Saved entries:

[Start of section]

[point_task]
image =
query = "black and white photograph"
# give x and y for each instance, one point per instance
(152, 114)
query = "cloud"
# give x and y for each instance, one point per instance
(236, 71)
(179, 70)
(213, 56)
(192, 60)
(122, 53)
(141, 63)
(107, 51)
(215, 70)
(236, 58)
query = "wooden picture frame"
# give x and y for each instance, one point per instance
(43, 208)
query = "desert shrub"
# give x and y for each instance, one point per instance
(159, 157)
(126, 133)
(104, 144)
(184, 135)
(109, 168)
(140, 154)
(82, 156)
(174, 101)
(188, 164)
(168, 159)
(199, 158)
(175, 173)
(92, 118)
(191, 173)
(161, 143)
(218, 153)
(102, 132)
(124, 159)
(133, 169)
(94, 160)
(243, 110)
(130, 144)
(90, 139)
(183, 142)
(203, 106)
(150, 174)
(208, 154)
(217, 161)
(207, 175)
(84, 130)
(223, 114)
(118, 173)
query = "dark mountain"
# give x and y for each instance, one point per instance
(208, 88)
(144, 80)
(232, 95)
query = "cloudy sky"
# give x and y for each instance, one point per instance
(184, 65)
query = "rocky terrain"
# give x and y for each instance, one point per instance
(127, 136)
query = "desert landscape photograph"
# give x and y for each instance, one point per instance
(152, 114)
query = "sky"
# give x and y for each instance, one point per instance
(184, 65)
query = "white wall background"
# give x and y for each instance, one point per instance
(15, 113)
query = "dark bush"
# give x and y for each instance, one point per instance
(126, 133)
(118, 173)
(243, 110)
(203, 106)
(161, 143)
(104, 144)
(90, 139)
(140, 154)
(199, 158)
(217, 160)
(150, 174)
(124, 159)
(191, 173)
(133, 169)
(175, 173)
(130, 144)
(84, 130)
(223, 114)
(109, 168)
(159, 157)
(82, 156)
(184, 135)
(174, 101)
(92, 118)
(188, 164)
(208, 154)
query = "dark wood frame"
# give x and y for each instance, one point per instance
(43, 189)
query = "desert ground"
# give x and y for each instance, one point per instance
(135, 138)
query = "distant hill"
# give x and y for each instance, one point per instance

[End of section]

Scan the data above; copy every line where "frame" appears.

query = "wooden picture frame"
query = "dark wood frame"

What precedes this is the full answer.